Given passage |
The /bin directory contains the essential user binaries (programs) that must be present when the system is mounted in single-user mode. Applications such as Firefox are stored in /usr/bin, while important system programs and utilities such as the bash shell are located in /bin. The /usr directory may be stored on another partition – placing these files in the /bin directory ensures the system will have these important utilities even if no other file systems are mounted. The /sbin directory is similar – it contains essential system administration binaries.

image

/boot – Static Boot Files

The /boot directory contains the files needed to boot the system – for example, the GRUB boot loader’s files and your Linux kernels are stored here. The boot loader’s configuration files aren’t located here, though – they’re in /etc with the other configuration files.

/cdrom – Historical Mount Point for CD-ROMs

The /cdrom directory isn’t part of the FHS standard, but you’ll still find it on Ubuntu and other operating systems. It’s a temporary location for CD-ROMs inserted in the system. However, the standard location for temporary media is inside the /media directory.

Set of tasks |
- 1) Rewrite the passage on Linux directories from "The /bin directory contains" to "system administration binaries.", renaming "Firefox" to "LibreOffice".
- 2) According to the passage on Linux directories, where are the boot loader's configuration files kept?

Source excerpt |
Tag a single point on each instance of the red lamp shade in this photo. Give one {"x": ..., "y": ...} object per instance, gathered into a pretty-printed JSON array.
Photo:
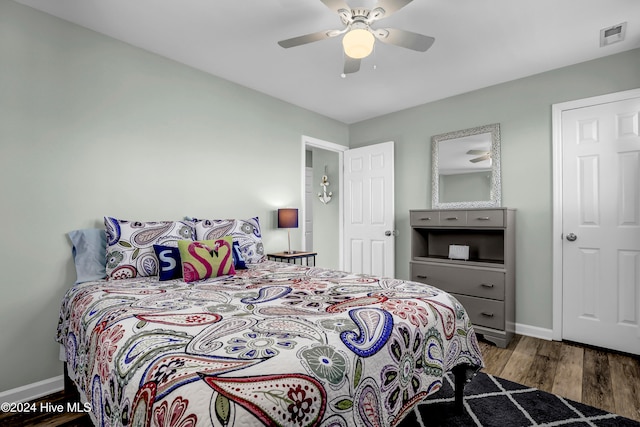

Solved problems |
- 1)
The /bin directory contains the essential user binaries (programs) that must be present when the system is mounted in single-user mode. Applications such as LibreOffice are stored in /usr/bin, while important system programs and utilities such as the bash shell are located in /bin. The /usr directory may be stored on another partition – placing these files in the /bin directory ensures the system will have these important utilities even if no other file systems are mounted. The /sbin directory is similar – it contains essential system administration binaries.

- 2) In /etc, with the other configuration files.